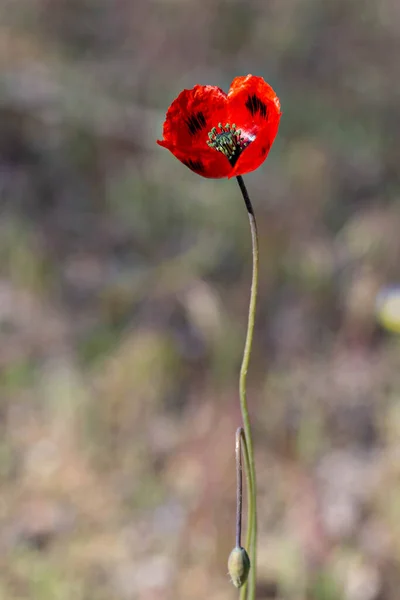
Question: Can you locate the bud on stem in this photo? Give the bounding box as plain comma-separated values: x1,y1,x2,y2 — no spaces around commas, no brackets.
228,546,251,588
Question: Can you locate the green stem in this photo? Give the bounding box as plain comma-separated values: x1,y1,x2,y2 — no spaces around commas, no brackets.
239,428,253,600
235,428,244,549
236,175,259,600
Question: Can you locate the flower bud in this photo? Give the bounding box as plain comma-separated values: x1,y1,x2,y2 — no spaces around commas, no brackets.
227,546,250,588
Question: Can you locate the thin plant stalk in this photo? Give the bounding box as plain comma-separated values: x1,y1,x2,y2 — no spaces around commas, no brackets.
238,429,253,600
235,428,244,549
235,427,253,548
236,175,259,600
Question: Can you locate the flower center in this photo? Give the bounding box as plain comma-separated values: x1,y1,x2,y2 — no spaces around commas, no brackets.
207,123,251,166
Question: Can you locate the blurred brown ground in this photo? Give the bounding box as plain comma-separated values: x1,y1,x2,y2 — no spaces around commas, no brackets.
0,1,400,599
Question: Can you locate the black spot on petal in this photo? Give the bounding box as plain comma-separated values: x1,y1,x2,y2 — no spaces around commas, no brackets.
261,145,269,156
245,94,268,119
183,158,205,173
186,112,207,136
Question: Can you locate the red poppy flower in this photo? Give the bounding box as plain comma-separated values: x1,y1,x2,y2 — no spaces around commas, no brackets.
157,74,281,179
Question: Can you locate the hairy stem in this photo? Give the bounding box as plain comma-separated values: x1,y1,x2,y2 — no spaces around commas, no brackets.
236,175,259,600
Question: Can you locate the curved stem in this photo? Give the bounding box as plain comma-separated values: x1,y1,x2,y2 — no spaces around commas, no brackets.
236,175,259,600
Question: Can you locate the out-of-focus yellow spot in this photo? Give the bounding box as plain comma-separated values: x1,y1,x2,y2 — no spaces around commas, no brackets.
376,287,400,334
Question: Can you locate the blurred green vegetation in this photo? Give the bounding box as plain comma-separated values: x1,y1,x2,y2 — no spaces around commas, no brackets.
0,0,399,599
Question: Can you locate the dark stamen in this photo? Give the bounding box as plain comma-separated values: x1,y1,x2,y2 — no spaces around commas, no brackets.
186,112,207,136
207,123,252,167
245,94,268,119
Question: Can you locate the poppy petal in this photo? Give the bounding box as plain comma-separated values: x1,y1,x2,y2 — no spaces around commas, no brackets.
227,75,281,177
157,140,232,178
157,85,234,178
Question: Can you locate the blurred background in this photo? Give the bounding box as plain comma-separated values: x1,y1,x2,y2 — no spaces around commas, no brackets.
0,0,400,599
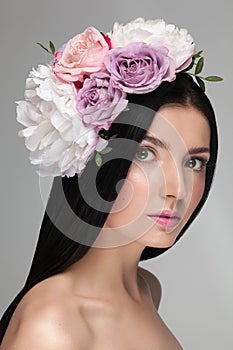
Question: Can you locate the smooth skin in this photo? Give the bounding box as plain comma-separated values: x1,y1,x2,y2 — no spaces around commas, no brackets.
1,105,210,349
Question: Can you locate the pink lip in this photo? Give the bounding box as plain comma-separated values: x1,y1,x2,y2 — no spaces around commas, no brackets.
148,210,181,228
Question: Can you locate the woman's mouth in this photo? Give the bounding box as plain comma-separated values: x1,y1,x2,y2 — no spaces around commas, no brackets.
148,210,181,228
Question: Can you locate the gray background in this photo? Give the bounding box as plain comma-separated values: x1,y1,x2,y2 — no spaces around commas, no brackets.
0,0,232,349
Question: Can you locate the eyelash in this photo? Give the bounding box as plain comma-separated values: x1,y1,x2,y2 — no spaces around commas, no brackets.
135,146,208,172
184,157,208,172
135,146,156,162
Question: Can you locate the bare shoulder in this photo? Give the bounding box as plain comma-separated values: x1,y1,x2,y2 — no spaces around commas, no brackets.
138,266,162,310
1,275,92,350
1,302,78,349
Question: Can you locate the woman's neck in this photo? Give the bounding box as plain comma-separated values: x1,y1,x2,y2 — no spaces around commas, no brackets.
65,241,146,303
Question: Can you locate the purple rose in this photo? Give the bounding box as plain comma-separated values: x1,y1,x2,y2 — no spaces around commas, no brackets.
104,42,176,93
76,72,128,130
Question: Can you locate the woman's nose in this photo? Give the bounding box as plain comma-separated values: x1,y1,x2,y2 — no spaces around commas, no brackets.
159,158,188,201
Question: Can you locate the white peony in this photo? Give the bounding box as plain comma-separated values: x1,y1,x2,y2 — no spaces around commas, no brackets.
108,18,195,71
16,64,107,177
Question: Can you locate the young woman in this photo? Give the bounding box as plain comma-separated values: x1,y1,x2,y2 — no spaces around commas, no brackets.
0,18,219,349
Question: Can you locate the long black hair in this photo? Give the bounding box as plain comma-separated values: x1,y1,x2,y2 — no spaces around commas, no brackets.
0,73,218,343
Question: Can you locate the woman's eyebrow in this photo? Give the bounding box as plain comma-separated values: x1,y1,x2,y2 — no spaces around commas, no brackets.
188,147,210,155
142,136,210,155
142,135,170,150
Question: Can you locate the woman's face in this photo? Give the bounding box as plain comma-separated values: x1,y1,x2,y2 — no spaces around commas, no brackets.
98,105,211,249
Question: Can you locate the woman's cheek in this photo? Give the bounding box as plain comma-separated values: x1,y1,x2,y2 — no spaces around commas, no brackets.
128,165,150,210
189,175,206,212
108,163,149,225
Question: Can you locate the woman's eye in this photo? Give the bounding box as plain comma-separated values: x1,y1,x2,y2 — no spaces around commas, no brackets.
135,146,155,162
185,158,207,171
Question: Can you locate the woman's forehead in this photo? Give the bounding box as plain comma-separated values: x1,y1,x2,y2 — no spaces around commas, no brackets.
146,105,211,149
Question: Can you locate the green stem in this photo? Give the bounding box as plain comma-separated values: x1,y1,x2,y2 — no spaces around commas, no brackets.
187,72,205,80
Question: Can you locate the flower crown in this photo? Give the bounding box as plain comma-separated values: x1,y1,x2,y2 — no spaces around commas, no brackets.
16,18,222,177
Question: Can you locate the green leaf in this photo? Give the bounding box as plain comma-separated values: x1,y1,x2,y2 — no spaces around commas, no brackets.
49,41,56,55
99,133,110,140
182,57,195,72
95,153,102,167
193,50,203,58
196,76,205,92
195,57,204,75
110,133,118,139
98,131,106,138
89,153,95,161
37,42,50,53
204,75,223,82
100,146,112,155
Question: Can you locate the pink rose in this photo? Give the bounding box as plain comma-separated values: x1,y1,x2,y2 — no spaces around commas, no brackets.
53,27,110,83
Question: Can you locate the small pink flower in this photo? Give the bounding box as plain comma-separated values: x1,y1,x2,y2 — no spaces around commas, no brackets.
53,27,110,83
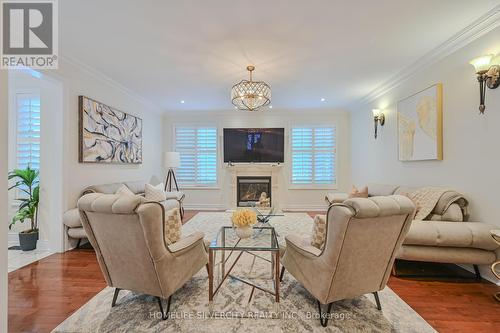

######

» **WHAT YOU ARE ASKED TO DO**:
From the line that contains "Question: Can you locate the pink rose" through the last line of the entries, transcribe every line exactly, leaving out the pictures.

» **EXERCISE ANSWER**:
Question: Can you locate the pink rose in this photo? Give the bounding box as plain comma-separated values: x1,y1,x2,y2 — no spaces around commas, no brackets.
53,27,110,83
Question: Can you locate the small pink flower in this photo? Give the bounding box as plain comma-separated values: x1,y1,x2,y2 — no spaces around commas, no brackets.
53,27,110,83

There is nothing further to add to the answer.